*Instructions for the task*.
Render the listing below as a two-column CSV with the headers instruction and points, one row per note. Put each note's text under instruction and the coordinates that follow it under points, wrapping every field in double quotes and replacing line breaks with spaces.

--- Begin ---

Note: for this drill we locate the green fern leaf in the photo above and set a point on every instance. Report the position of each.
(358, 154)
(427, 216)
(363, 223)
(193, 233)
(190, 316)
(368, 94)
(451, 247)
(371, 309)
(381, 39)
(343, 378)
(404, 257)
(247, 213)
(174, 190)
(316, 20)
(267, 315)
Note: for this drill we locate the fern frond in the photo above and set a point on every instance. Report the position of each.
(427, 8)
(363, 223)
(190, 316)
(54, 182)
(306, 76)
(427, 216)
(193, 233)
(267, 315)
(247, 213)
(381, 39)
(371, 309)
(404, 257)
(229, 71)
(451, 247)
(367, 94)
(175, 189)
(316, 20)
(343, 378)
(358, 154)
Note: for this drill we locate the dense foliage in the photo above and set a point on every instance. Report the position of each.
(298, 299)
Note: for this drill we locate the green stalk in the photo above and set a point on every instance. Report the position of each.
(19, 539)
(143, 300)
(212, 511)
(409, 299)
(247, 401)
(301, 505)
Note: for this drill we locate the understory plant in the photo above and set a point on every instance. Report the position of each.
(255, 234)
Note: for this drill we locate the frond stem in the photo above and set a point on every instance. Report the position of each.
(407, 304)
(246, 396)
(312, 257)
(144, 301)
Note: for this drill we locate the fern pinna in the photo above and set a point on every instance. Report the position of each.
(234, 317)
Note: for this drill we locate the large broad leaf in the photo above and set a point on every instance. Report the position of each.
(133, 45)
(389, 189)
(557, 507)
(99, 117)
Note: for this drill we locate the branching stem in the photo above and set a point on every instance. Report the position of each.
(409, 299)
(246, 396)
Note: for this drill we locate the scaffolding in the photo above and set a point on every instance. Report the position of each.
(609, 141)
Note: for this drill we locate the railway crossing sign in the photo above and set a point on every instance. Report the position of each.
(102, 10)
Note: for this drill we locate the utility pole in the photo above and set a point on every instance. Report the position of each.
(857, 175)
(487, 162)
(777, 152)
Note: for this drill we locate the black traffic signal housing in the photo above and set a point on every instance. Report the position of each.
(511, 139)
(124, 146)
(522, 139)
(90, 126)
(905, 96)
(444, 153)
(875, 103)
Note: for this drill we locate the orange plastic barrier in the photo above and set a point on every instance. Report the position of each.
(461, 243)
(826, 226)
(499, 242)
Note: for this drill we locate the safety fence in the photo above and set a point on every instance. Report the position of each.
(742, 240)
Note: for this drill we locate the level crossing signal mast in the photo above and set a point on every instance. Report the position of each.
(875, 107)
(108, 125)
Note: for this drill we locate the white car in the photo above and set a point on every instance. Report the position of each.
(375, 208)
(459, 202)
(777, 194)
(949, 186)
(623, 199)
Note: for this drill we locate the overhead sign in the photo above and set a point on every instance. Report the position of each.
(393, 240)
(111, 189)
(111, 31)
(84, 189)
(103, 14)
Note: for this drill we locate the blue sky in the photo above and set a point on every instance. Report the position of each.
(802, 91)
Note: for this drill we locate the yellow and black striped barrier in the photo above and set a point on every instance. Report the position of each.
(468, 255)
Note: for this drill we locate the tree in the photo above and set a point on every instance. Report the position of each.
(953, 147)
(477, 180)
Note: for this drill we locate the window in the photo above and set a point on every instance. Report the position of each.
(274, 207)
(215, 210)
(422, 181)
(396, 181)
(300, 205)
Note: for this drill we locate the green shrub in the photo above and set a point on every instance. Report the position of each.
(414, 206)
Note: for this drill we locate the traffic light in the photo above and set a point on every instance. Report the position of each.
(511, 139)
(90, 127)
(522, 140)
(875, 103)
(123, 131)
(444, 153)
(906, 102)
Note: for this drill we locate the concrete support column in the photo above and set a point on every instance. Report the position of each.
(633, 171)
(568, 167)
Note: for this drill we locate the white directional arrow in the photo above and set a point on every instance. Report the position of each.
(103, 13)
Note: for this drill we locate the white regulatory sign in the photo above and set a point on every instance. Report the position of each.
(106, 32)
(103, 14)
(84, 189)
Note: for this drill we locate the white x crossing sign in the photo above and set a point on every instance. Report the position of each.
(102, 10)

--- End ---

*Expected answer*.
instruction,points
"Note: for this drill we locate the green fern leaf in the photo above and set a point on every instance. Report the position of each.","(358, 154) (427, 216) (363, 223) (193, 233) (190, 316) (368, 94) (451, 247) (371, 309) (381, 39) (343, 378) (404, 257) (247, 213) (174, 190) (316, 20) (267, 315)"
"Note: for this drill we locate the fern frond in the photo above and set a point on every instance. Report the position of each.","(427, 8) (363, 223) (190, 316) (54, 182) (306, 76) (427, 216) (193, 233) (267, 315) (247, 213) (381, 39) (371, 309) (404, 257) (229, 71) (451, 247) (367, 94) (175, 189) (316, 20) (343, 378) (358, 154)"
"Note: for this drill we locate the dense foliage in the photo above and set a point on every instance. Report the position of each.","(298, 299)"
"Note: for this drill we locate the green stalk in the photo above and set a point on every instance. Report the position of each.","(19, 539) (143, 300) (212, 511) (409, 299) (247, 401) (301, 505)"
"Note: for this drill we locate the understory plant in the photo above and set a point on every instance. Report the position of each.","(255, 234)"
"Note: for this drill we locate the frond stem in the photo above and set a point on every instance. Report the position of each.","(407, 304) (246, 396) (312, 257) (144, 301)"
"Note: for this drill we locate the fern pinna in the photo above and set a point on every instance. Report the position of each.","(234, 317)"
"Note: for this drill we locate the large broad leaf in the photo above and set a point on every instance. Report the position of each.","(133, 45) (389, 189) (557, 507) (99, 117)"
"Note: for this drill we locate the branching stem in the photo above and set a point on every instance. Report the position of each.","(409, 299) (246, 396)"
"Note: for this drill we locate the scaffolding in the photo above and set a point on every instance. Report the position of each.","(609, 141)"
"Note: for this drill we locate the railway crossing sign in the photo above and set a point on every instance. Report the position of each.","(102, 10)"
"Note: for this drill we locate the utility pole in the photo above and set a point on every instance. Report the position of each.","(857, 175) (487, 162) (777, 152)"
"Note: for this drill we locate the black traffic signal housing in the photo above and set a point on every instance. Report the position of each.","(511, 139) (124, 146) (522, 139) (90, 126) (905, 96) (444, 153) (875, 103)"
"Note: for this drill we locate the orange plastic barrier in the photo above and set a point on every instance. Report the position of each.","(461, 243) (826, 226) (499, 242)"
"Note: for this drill we locate the safety fence in the photo above and set a point on every instance. Report the position of each.","(742, 240)"
"Note: for this drill we locate the level crossing signal mast in the photo above and set a point on every instance. Report the position of each.","(875, 107) (108, 125)"
"Note: for this drill we locate the white car in the photo above and set a point on every instance. Report the position of each.","(375, 208) (459, 202) (777, 194) (949, 186) (623, 199)"
"Note: for this drill we locate the overhead sign in the photo above and set a point on every instance. Report the position of each.","(393, 240) (111, 189) (111, 31) (84, 189) (103, 14)"
"Note: for this drill we locate the blue sky in the photo above and set a point on every instance. Report the position of each.","(802, 91)"
"Note: for this drill we locate the yellow and black striped barrier in the photo above and set a point on every instance. Report the position of each.","(468, 255)"
"Note: for this drill we locate the tree in the photo above and set a point on every instance. Report the position of each.","(953, 147) (477, 180)"
"Note: for this drill we locate the window in the photo above and set a point on every instance. Report the position of each.","(274, 207) (215, 210) (422, 181) (396, 181) (300, 205)"
"Note: for this drill we locate the green shrub in the photo above and set a point on every instance. Report the position of each.","(414, 206)"
"Note: for this drill we locate the traffic light in the photo above and set a point on every instance. Report the position of each.","(511, 139) (90, 127) (522, 140) (875, 103) (123, 131) (444, 153) (906, 102)"
"Note: for this drill we locate the concrete support column in the photo above and set a point on every instance. Report the position of each.","(633, 171) (568, 167)"
"Note: for this drill we locate the white directional arrow in the photo above and set a point on every instance. Report the position of each.","(103, 13)"
"Note: for this drill we locate the white regulatory sign in the photo above and set a point on every instance. Report the position of each.","(106, 32) (103, 14) (84, 189)"
"Note: for this drill we locate the white x crossing sign in the photo above and set a point on every instance. Report the position of each.","(102, 10)"